__SUPPLIED TEXT__:
· · · · · · ·

I could not add anything to what Brian has taught us, is a brief but substantive analysis. Miguel Angel is my favorite sculptor, such as Bach in music, Michel Angelo is the father of the sculptors.
How lucky are you with that exhibition, must be very interesting.
Thank you for the Pieta video. I went to Rome when I was a teenager and seeing the beauty of that sculpture is the memory that has remained with me from that time.
I agree with your comments about Michelangelo's amazing diverse talent of delicate skill with a pencil and with a hammer. He describes his view of the art of sculpture in the poem Non ha l'ottimo artista alcun concetto. In Peter Porter/George Bull's translation, the first 4 lines read:
No block of marble but it does not hide
the concept living in the artist's mind -
pursuing it inside that form, he'll guide
his hand to shape what reason has defined.
SUZANNE and EUDORA - It was something that had never occurred to me before reading that explanation, but I feel I have seen Nativity paintings where Mary is in a similar physical attitude, bowed over the manger containing the Christ Child.
The apparent passivity of Mary is particularly interesting, I think. As one commentator has noted: there is more drama in the folds of Mary's robes than in her face.
Here are a few other interpretations of Mary's youthful appearance:
"...One is that her youth symbolizes her incorruptible purity, as Michelangelo himself said to his biographer and fellow sculptor Ascanio Condivi: 'Do you not know that chaste women stay fresh much more than those who are not chaste? How much more in the case of the Virgin, who had never experienced the least lascivious desire that might change her body?'"
(A curious side-note here: this suggestion highlights the centuries-old debate over whether or not - as seems to be suggested in various New Testament texts, Jesus had siblings. Those with a fascination for such controversies will find the pros and cons here. Anyway, to continue...)
"Another explanation suggests that Michelangelo's treatment of the subject was influenced by his passion for Dante's Divina Commedia: so well-acquainted was he with the work that when he went to Bologna he paid for hospitality by reciting verses from it.
"In Paradiso (cantica 33 of the poem) Saint Bernard, in a prayer for the Virgin Mary, says 'Vergine madre, figlia del tuo figlio' (Virgin mother, daughter of your son). This is said because, being that Christ is one of the three figures of Trinity, Mary would be his daughter, but it is also she who bore him.
"A third interpretation is that suggested by Condivi shortly after the passage quoted above: simply that 'such freshness and flower of youth, besides being maintained in by natural means, were assisted by act of God'."
SHEILA - Thank you for sharing that. We both bought copies of Michaelangelo's poems at the gift shop afterwards, didn't we, and - like me - you obviously found them as exquisite as his drawings and sculptures. It's a daring thing to say, perhaps, but I think the sonnets are on a par for beauty and profundity with those of Wm. Shakespeare Esq.
The drawings in the exhibition are really quite small (we were lucky that it wasn't too crowded as you really do need to be up close and personal to fully appreciate them) but they are immensely powerful.
What struck me was the way in which his lines (and it is equally true of his written lines) succeeded in combining a sense of heavenly vision with earthly passion and sublime spiritual insight with a very human awareness of sexual physicality.
Remarkable drawings-I saw them on my previous trip to London at the beginning of the month. Did you see Van Gogh at the RA yet?
MATT - I saw you commented on the 'Dream' on your blog. I found Michaelangelo's drawings incredibly intense - both in the way they had been created and in what seemed to have been emotionally invested in them.
Thanks for the reminder about VVG: we really must get there before it ends.

· · · · · · ·

__LISTED RECORDS__:
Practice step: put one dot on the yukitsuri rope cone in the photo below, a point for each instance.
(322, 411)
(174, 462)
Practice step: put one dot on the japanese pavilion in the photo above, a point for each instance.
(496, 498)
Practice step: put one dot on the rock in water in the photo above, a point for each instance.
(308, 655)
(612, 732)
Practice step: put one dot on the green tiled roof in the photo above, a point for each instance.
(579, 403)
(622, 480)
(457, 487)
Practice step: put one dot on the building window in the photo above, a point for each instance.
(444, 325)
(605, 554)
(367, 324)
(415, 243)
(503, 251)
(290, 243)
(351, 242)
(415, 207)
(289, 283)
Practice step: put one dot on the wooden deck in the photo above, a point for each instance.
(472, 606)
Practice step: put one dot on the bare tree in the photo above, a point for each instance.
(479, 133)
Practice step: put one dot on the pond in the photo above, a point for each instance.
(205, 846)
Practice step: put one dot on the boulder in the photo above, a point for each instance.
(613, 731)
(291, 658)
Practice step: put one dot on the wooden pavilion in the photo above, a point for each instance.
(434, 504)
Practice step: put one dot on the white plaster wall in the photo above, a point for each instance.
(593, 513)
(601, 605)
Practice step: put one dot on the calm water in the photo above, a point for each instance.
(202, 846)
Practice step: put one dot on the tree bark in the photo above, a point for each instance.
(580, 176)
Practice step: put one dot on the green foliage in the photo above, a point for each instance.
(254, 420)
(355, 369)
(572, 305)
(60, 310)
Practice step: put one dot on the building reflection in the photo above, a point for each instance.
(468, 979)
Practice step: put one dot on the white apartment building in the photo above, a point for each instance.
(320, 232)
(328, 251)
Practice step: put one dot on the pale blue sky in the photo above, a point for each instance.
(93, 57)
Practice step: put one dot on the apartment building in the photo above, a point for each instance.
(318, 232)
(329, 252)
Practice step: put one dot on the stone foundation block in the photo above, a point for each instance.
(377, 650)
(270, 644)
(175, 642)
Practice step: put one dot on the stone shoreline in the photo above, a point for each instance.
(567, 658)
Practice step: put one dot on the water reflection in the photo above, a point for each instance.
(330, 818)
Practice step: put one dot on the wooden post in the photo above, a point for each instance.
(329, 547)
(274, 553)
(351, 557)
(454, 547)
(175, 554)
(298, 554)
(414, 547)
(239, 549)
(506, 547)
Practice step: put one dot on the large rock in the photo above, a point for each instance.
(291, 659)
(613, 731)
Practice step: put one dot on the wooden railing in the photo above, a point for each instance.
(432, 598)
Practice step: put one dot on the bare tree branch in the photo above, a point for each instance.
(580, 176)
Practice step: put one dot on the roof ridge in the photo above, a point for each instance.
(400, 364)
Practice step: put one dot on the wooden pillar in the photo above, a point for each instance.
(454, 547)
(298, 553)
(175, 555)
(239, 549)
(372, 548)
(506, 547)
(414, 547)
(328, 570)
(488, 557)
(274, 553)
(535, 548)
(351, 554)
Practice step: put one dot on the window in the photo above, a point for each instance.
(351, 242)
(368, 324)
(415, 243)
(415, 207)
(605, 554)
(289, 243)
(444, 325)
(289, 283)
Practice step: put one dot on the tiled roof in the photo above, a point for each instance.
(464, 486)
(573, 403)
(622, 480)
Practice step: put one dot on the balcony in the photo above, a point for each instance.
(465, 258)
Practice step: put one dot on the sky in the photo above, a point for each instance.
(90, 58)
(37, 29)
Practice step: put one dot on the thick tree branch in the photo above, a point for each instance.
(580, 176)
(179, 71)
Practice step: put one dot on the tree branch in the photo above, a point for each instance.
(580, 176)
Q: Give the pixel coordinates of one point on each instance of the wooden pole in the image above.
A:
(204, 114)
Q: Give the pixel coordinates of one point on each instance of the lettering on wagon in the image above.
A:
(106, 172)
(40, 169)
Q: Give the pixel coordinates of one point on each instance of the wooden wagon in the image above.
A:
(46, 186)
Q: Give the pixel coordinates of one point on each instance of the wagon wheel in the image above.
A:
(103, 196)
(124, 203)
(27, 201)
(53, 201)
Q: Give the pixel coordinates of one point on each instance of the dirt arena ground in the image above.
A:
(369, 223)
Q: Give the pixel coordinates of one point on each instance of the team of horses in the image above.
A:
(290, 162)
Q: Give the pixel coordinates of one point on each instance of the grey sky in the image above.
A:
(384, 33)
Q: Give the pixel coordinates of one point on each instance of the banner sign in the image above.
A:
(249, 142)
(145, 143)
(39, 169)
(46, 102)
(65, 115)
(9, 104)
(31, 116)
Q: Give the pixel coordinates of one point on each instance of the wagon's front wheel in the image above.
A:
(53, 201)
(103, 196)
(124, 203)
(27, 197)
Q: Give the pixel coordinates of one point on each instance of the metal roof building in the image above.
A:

· · · · · · ·

__ACTIVITY A__: Retype the stretch of the Michelangelo discussion from "SHEILA - Thank" through "Wm. Shakespeare Esq.".
__ACTIVITY B__: According to the Michelangelo discussion, how did Michelangelo pay for hospitality when he went to Bologna?
The records were taken from a separate source.

__YOUR SOLUTION A__:
SHEILA - Thank you for sharing that. We both bought copies of Michaelangelo's poems at the gift shop afterwards, didn't we, and - like me - you obviously found them as exquisite as his drawings and sculptures. It's a daring thing to say, perhaps, but I think the sonnets are on a par for beauty and profundity with those of Wm. Shakespeare Esq.

__YOUR SOLUTION B__: He recited verses from Dante's Divina Commedia.